Stated exercise
Output the stretch from the line containing "the porch support" through the line containing "7), (493, 11)]" as a two-column CSV headed input and output, one row per record. Put each record's text under input and its answer under output, with every field in double quotes and line breaks replaced by spaces.

## BEGIN

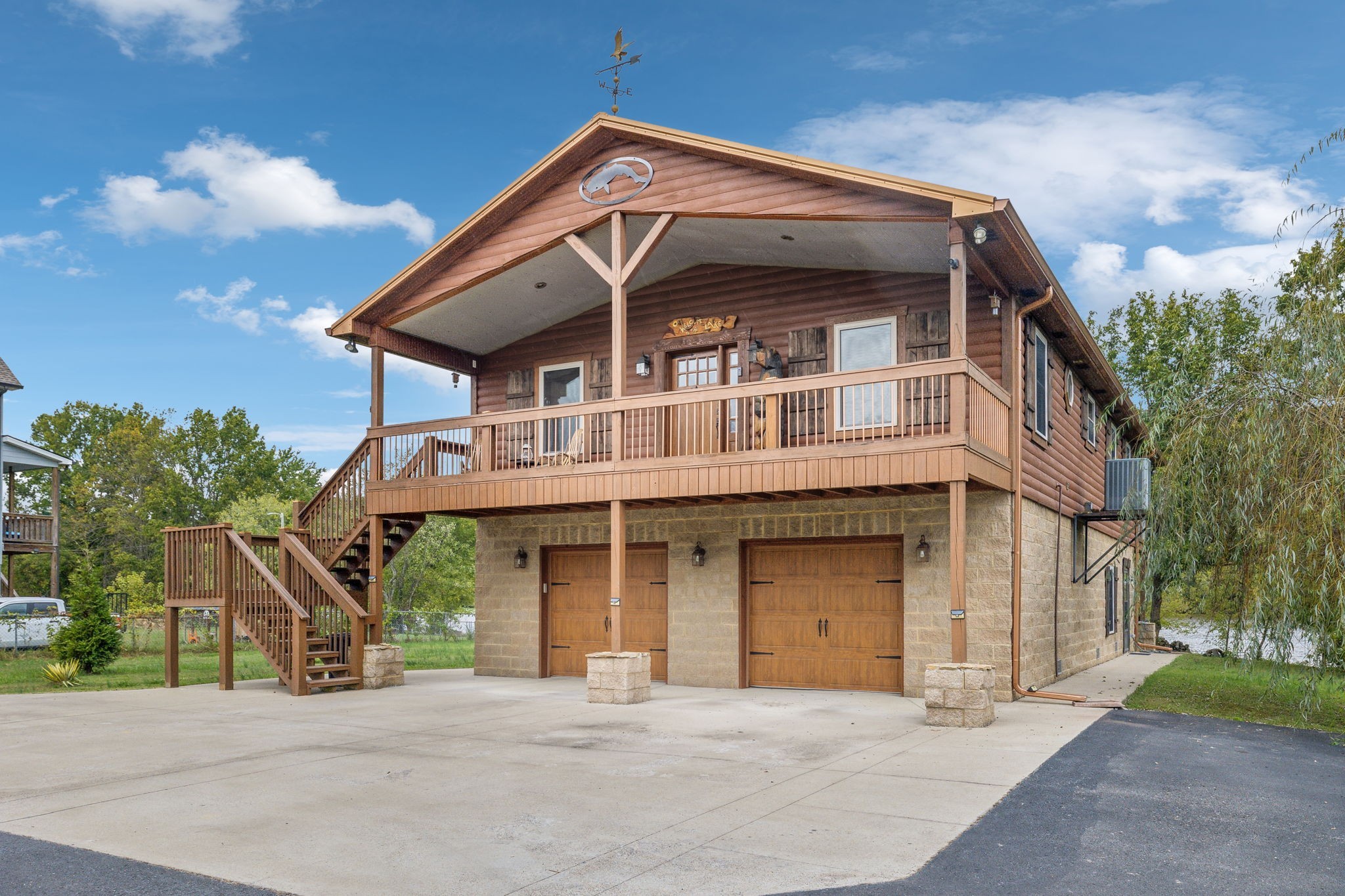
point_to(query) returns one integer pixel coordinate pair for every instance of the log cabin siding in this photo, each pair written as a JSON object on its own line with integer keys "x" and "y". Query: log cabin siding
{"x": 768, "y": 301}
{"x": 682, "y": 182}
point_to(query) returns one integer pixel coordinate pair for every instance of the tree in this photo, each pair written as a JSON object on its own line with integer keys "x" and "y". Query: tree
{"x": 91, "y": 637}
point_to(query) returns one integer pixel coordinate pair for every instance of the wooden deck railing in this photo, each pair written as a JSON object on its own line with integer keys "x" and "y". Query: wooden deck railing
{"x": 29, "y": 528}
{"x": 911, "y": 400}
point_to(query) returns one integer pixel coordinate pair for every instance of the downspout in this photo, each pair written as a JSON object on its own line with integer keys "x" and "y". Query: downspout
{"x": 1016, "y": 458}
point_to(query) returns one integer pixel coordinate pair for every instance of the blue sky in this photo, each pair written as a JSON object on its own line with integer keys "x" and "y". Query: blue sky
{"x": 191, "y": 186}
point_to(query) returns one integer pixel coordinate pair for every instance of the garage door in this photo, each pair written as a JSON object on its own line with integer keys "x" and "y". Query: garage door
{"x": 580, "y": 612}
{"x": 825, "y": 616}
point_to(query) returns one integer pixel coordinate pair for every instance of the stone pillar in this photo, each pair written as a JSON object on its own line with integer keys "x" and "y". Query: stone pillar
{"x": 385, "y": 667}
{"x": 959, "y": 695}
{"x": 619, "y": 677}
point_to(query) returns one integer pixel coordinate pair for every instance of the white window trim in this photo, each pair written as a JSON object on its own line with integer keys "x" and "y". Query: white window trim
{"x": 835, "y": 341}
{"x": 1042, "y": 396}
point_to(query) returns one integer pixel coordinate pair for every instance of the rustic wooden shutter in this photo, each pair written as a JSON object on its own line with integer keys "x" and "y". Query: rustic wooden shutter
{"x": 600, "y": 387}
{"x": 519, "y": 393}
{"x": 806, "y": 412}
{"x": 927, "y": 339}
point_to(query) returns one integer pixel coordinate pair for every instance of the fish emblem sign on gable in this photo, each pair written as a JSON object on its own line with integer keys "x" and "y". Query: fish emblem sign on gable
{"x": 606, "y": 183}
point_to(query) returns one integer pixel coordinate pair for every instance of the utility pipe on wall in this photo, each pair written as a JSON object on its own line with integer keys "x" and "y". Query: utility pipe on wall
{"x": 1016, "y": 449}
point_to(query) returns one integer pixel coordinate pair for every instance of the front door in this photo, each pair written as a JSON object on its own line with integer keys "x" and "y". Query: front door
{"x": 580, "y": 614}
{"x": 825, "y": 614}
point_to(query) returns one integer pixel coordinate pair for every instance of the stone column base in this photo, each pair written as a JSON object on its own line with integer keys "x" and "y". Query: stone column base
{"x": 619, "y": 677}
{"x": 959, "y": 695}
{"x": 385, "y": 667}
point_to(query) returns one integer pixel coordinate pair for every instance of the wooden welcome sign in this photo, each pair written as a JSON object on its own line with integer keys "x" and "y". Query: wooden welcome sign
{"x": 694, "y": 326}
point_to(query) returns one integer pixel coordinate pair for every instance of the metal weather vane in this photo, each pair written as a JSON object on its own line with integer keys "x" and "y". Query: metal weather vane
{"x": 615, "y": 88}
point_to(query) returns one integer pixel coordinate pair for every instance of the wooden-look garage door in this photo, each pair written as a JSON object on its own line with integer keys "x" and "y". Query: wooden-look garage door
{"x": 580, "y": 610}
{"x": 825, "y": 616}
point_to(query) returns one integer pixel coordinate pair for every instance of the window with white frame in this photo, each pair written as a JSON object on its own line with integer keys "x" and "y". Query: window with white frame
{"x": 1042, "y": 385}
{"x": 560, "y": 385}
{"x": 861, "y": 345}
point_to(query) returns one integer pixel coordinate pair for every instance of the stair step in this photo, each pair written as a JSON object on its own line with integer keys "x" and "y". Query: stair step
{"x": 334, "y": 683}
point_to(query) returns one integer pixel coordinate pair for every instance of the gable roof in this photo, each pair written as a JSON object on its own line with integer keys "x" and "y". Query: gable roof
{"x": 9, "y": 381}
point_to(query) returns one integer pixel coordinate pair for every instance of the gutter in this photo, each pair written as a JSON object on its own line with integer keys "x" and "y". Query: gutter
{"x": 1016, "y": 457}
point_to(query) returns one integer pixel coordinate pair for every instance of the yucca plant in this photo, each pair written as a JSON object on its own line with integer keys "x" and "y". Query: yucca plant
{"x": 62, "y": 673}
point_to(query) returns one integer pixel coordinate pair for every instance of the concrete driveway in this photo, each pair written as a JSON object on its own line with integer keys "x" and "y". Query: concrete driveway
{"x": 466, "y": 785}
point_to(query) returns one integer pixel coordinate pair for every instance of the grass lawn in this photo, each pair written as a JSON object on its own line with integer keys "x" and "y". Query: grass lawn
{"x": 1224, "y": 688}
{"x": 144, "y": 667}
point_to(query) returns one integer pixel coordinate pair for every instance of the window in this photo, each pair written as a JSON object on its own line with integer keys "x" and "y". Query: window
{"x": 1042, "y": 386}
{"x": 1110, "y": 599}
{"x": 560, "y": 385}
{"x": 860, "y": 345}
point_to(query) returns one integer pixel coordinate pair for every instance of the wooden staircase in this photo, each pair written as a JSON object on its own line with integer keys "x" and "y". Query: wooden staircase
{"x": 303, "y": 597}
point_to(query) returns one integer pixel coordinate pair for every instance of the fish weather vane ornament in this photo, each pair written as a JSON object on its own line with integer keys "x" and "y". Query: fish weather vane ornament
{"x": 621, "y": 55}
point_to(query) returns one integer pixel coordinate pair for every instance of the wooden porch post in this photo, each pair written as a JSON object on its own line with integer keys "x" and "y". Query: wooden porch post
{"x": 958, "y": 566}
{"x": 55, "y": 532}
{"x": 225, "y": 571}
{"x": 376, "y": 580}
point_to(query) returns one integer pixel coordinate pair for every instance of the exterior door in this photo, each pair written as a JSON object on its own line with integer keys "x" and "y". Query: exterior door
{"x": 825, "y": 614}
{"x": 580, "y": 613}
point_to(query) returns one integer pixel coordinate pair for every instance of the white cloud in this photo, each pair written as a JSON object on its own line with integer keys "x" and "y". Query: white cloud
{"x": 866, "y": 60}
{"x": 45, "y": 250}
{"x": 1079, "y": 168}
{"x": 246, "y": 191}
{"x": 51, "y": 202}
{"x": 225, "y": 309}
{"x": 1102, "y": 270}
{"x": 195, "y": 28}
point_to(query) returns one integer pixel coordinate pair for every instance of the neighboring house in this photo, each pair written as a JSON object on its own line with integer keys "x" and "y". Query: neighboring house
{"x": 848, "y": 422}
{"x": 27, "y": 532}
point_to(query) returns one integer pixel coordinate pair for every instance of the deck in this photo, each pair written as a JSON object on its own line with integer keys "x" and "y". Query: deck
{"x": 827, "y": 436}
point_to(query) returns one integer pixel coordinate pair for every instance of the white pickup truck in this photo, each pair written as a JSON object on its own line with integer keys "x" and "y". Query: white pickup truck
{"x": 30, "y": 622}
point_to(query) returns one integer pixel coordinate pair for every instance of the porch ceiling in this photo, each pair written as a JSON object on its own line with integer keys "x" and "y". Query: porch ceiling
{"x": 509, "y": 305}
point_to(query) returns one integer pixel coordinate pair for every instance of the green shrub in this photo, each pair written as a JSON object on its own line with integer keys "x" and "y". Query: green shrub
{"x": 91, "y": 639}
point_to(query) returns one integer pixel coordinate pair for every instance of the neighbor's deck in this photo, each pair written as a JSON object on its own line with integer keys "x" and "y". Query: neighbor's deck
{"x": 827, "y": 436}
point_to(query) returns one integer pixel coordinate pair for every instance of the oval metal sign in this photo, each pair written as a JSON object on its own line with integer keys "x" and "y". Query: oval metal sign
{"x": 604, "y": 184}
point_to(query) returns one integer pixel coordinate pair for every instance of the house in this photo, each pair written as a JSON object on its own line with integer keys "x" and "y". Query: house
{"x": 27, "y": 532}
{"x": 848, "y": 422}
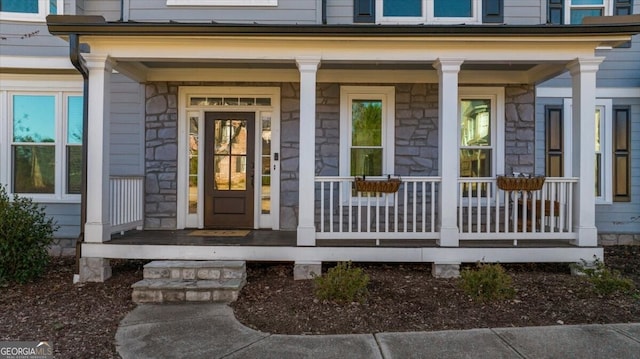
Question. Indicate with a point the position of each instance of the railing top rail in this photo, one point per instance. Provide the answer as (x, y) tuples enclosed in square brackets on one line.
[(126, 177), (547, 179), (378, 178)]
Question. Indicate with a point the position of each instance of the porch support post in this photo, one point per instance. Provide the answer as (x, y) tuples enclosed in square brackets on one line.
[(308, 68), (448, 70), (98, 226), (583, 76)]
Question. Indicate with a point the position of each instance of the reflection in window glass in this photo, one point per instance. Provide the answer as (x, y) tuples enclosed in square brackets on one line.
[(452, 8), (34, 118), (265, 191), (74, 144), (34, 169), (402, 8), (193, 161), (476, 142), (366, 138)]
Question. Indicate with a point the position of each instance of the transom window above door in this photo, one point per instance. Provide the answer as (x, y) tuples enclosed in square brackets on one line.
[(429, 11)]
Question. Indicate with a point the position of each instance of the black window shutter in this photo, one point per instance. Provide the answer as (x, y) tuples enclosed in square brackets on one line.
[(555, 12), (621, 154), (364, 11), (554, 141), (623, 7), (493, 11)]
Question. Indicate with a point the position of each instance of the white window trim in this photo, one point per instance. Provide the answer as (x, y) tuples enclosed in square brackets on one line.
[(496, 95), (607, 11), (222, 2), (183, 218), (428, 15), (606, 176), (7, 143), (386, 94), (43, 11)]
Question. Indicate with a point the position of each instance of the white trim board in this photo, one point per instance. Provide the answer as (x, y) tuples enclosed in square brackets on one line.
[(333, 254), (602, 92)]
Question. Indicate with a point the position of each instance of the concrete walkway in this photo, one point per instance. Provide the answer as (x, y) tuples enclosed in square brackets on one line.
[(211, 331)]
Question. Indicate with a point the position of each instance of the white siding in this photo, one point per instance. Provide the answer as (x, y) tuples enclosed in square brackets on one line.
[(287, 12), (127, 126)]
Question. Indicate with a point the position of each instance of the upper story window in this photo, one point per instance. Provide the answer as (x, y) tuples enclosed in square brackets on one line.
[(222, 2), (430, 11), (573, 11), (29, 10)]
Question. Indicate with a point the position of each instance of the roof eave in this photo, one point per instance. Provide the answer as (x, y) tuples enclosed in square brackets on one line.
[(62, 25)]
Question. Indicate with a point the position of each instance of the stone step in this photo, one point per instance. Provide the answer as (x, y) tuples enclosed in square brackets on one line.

## END

Output of the exercise
input,output
"Question. Indicate with a point the position of each instance of the porch support post in this photo, one point per instance. Provide the answer as (x, y) tuples enclosed in square brackets on one line.","[(308, 68), (448, 70), (98, 226), (583, 76)]"
"Question. Indicate with a point the position of each instance of the reflection in window glass in this photo, one point per instance. Provide the answer as (x, y) tuples enclosed in square brackets on one line.","[(452, 8), (34, 118), (265, 191), (74, 144), (34, 169), (402, 8), (193, 161), (476, 142), (366, 138)]"
"Question. Indicate with a point the position of each instance of the transom window above door in this photo, one point per instance. Provide the answer as (x, y) tuples enclosed in square brackets on one line.","[(429, 11)]"
"Question. Indicate with a point the position of each instance of the black window shutter in this photo, one point per instance. Provide the answer as (x, y) tuples enclosed in square brackets on one line.","[(555, 12), (621, 154), (364, 11), (554, 141), (623, 7), (493, 11)]"